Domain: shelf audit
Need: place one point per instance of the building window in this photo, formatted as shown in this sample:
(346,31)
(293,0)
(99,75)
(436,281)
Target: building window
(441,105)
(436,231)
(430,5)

+++++

_Work to complete_
Rewrite every line of the records above as a JSON array of strings, one string per line, and leave out any blank lines.

_Task solution_
[
  "Domain: shelf audit",
  "Need: place one point per instance of the building window in this photo, formatted as shown in this sample:",
  "(346,31)",
  "(293,0)",
  "(99,75)",
  "(436,281)",
  "Target: building window",
  "(441,105)",
  "(436,231)",
  "(430,5)"
]